:: Given task ::
From the material below, select each line that contains the word "relief" and copy it out. Treat uppercase and lowercase letters as different.

:: Entries shown ::
++++++++

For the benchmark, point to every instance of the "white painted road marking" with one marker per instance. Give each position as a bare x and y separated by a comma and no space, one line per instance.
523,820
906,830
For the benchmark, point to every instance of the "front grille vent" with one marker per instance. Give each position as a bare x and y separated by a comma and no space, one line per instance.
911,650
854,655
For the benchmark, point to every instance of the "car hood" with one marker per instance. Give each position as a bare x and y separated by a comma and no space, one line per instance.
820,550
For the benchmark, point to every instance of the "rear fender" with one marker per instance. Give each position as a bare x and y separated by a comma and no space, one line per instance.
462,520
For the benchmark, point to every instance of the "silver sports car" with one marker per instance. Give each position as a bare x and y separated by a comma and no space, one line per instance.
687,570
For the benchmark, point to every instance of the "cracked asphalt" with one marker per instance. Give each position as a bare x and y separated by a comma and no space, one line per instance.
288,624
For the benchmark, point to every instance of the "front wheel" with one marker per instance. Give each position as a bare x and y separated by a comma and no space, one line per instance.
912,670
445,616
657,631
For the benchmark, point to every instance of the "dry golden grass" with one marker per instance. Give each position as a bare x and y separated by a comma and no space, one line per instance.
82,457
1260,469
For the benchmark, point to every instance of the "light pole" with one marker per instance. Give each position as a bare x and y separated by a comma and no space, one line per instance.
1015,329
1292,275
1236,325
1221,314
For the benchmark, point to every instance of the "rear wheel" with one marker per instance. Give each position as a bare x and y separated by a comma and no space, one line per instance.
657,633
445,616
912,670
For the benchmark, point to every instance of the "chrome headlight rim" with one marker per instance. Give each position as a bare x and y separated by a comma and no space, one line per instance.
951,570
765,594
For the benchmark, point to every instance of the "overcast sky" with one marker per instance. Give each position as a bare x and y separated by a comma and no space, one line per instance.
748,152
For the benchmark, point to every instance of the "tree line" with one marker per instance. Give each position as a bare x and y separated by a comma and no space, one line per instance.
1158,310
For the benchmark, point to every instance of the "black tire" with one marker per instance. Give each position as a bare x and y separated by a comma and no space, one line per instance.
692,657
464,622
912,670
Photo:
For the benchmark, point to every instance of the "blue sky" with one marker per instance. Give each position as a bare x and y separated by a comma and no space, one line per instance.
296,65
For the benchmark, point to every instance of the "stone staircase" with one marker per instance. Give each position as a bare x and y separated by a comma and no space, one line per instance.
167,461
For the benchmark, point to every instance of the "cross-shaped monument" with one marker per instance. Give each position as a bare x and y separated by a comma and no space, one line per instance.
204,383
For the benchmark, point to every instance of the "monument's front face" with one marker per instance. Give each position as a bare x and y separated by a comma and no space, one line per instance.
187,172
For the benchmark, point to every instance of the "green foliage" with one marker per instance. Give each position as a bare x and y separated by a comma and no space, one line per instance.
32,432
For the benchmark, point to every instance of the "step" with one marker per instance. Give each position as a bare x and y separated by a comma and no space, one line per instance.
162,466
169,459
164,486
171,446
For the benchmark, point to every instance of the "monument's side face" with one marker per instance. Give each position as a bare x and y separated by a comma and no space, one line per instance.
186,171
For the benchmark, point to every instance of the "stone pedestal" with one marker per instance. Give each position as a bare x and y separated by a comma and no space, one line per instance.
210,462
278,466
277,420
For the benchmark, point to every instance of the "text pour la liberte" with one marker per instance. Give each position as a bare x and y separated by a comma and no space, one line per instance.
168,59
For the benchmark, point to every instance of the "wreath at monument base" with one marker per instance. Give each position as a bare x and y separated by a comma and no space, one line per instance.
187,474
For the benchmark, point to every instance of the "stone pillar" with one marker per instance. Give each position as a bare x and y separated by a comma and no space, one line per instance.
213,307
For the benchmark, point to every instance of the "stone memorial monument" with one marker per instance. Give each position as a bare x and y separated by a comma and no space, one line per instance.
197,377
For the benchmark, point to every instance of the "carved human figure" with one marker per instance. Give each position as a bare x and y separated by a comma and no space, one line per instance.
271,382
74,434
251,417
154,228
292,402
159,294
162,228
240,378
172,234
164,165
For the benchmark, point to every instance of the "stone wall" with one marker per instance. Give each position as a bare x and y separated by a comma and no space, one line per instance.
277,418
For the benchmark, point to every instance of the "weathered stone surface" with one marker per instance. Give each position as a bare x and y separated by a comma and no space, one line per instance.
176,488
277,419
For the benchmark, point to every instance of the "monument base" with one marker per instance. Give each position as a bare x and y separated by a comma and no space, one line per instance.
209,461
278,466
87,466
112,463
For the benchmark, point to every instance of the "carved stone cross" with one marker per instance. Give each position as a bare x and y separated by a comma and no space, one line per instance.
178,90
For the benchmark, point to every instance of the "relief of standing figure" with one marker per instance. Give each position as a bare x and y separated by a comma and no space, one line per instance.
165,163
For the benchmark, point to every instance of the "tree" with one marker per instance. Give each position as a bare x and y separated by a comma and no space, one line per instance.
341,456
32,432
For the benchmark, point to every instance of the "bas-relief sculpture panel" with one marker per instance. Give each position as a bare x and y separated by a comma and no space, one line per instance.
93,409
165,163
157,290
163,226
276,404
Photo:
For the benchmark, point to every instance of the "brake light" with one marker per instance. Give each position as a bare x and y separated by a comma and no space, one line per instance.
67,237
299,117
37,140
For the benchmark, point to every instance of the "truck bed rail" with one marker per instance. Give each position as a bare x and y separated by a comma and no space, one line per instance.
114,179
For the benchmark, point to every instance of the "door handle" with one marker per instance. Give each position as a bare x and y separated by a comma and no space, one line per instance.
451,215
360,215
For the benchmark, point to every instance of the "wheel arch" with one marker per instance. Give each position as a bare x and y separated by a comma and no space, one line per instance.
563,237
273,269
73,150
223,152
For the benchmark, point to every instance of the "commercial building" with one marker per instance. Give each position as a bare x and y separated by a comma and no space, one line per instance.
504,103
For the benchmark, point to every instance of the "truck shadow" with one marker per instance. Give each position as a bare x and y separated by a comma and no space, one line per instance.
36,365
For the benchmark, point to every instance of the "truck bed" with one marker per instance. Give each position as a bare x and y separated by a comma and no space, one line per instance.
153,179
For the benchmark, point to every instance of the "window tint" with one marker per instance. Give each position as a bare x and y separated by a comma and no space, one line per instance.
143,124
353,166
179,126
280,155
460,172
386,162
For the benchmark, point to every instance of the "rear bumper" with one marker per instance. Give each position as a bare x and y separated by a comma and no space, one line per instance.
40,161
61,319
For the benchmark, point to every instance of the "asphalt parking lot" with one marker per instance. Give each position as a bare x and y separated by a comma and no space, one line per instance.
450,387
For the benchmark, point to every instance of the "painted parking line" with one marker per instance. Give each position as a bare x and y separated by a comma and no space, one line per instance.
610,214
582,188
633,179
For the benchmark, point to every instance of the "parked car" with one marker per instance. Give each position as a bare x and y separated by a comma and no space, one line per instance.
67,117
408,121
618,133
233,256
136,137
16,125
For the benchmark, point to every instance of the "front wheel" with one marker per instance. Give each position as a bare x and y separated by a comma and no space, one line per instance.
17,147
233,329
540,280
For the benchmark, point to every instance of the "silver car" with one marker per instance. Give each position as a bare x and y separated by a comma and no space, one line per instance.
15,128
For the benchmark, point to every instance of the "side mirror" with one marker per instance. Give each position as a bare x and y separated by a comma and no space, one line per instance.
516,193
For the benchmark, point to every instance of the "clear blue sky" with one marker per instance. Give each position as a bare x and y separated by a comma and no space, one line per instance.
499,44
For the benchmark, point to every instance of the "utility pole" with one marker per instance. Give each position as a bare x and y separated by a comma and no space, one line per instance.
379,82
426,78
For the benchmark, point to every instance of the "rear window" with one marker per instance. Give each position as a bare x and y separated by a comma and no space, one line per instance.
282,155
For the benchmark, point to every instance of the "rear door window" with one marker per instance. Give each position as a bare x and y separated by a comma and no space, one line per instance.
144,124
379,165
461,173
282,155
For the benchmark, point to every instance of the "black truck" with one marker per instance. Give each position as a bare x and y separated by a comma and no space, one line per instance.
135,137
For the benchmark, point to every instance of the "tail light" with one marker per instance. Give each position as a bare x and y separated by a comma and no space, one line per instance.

++++++++

:: Solution to the exercise ::
For the benchmark, point to every instance of the "relief of standing figure" with one marker per instance. Give each position as a bare x and y separated by a comma and no space, one line per instance.
For the benchmark, point to every instance of the "bas-relief sculpture panel" with one marker per instance. Give each position as a bare x and y separated by a comma and no space, one line per instance.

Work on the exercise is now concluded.